## TASK BRIEF
Print the complete set of entries exactly.

## MATERIAL
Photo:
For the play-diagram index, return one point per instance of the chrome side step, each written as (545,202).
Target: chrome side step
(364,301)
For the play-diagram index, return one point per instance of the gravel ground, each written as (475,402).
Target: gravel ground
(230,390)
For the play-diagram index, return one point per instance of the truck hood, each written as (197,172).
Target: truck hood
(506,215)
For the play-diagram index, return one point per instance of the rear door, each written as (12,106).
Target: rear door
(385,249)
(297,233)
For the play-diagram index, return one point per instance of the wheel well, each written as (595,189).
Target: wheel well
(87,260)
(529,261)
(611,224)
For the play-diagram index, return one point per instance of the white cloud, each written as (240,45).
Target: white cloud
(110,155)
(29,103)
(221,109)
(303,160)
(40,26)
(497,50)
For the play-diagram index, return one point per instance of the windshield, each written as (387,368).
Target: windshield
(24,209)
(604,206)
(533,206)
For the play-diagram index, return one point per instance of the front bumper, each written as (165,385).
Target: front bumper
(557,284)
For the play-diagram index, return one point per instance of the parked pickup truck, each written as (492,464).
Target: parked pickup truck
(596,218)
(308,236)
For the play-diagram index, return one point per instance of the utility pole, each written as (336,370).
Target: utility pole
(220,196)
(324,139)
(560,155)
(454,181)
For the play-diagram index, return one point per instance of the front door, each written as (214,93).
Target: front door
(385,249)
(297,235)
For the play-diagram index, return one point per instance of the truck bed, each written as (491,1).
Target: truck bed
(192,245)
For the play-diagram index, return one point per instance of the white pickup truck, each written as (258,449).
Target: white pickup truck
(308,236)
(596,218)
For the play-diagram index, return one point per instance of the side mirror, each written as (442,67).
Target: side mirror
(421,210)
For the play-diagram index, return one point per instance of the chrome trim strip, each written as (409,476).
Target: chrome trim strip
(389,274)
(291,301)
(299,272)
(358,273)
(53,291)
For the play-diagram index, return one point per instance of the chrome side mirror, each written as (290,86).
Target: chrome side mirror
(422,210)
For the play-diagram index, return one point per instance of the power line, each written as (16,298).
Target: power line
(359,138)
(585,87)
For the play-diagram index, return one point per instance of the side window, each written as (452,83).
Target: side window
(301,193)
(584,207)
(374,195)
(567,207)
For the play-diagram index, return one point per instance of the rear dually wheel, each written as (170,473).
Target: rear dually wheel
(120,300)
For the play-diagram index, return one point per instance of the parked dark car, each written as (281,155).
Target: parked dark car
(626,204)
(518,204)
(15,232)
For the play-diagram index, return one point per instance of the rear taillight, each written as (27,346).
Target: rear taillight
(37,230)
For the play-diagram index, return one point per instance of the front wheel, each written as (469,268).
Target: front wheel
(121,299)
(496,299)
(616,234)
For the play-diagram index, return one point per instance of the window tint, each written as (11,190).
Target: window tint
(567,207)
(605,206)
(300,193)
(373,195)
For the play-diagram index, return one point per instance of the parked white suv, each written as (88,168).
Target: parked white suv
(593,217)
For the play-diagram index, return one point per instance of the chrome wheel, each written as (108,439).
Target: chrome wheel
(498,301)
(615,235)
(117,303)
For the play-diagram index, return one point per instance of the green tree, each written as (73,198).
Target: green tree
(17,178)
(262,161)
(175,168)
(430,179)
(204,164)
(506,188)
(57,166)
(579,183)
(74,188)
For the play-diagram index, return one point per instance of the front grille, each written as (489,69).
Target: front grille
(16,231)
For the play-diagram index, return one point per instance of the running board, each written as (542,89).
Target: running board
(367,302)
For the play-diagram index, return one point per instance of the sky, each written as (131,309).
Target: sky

## RESPONSE BELOW
Photo:
For the play-diagram index, return one point per instance of the chrome side step, each written as (545,202).
Target: chrome side step
(364,301)
For the play-diagram index, return one point per instance of the gravel ground, each written as (475,402).
Target: gravel ground
(230,390)
For the play-diagram index, return one point per instance of the truck hood, each written as (197,172).
Target: truck hood
(506,215)
For the play-diagram index, return one point per instance of the rear door, each written as (12,106).
Target: rear door
(385,249)
(297,233)
For the play-diagram index, return one point per instance of the wheel well, each written as (595,189).
Target: wheel well
(87,260)
(529,261)
(611,224)
For the play-diagram index, return one point per instance of the white cloud, each written as (240,45).
Target: white cloud
(110,155)
(29,103)
(221,109)
(303,160)
(40,26)
(497,50)
For the play-diagram index, return one point per instance of the windshield, each written as (387,368).
Target: windshield
(24,209)
(604,206)
(533,206)
For the play-diagram index, return one point per instance of the front bumper, each written as (165,385).
Target: front bumper
(557,284)
For the play-diagram index, return one point per instance of the parked pickup truck, each written as (492,464).
Target: parked pickup truck
(596,218)
(308,236)
For the play-diagram index, return one point per instance of the utility pole, each written as (336,370).
Target: utility pole
(220,196)
(324,139)
(560,155)
(454,181)
For the play-diagram index, return one point per instance of the front door, each written as (214,93).
Target: front door
(385,249)
(297,235)
For the play-diagram index, return one point per instance of the truck bed, each written as (491,1).
Target: truck bed
(192,245)
For the play-diagram index, return one point per instance of the white pickup truck, each written as (258,449).
Target: white pickup truck
(308,236)
(596,218)
For the play-diagram index, return one point per instance of the side mirror, each written as (442,67).
Target: side mirror
(421,210)
For the play-diagram index, return one point per instance of the chrome trim strip, each written as (409,476).
Target: chrome trim strip
(389,274)
(291,301)
(299,272)
(358,273)
(53,291)
For the play-diagram index, return one point per instance of the chrome side mirror, each written as (290,86).
Target: chrome side mirror
(422,210)
For the play-diagram index, return one point per instance of the power line, each written as (16,298).
Target: power line
(359,138)
(585,87)
For the play-diagram index, return one point per instance of the side window, each written as (452,83).
Target: side window
(301,193)
(584,207)
(374,195)
(567,207)
For the play-diagram index, return one point per instance of the rear dually wheel, each written as (170,473).
Target: rear dually wheel
(120,300)
For the play-diagram index, return one point per instance of the parked dark car, each written as (281,155).
Target: parked dark car
(626,204)
(518,204)
(15,232)
For the play-diagram index, return one point per instance of the rear taillight, each written as (27,346).
Target: rear taillight
(37,230)
For the play-diagram index, return one point per instance of the front wheel, each written as (469,268).
Target: front wheel
(121,299)
(496,299)
(616,234)
For the play-diagram index, return one point per instance of the window tint, each written as (11,190).
Target: window tint
(567,207)
(605,206)
(300,193)
(373,195)
For the play-diagram index, return one point per instance of the parked white suv, each written as (88,168).
Target: parked white suv
(593,217)
For the play-diagram index, return one point per instance of the chrome wheel, each written as (108,439).
Target: chrome wheel
(498,301)
(615,235)
(117,303)
For the play-diagram index, return one point per instance of the green tree, each written as (73,198).
Target: green tree
(17,178)
(262,161)
(175,168)
(430,179)
(204,164)
(506,188)
(57,166)
(579,183)
(74,188)
For the play-diagram index, return one point per instance of the front grille, each written as (489,69).
Target: front grille
(16,231)
For the play-diagram index, return one point per instance of the running board, each written as (542,89).
Target: running board
(367,302)
For the play-diagram index, return one point per instance of the sky, each written as (131,309).
Target: sky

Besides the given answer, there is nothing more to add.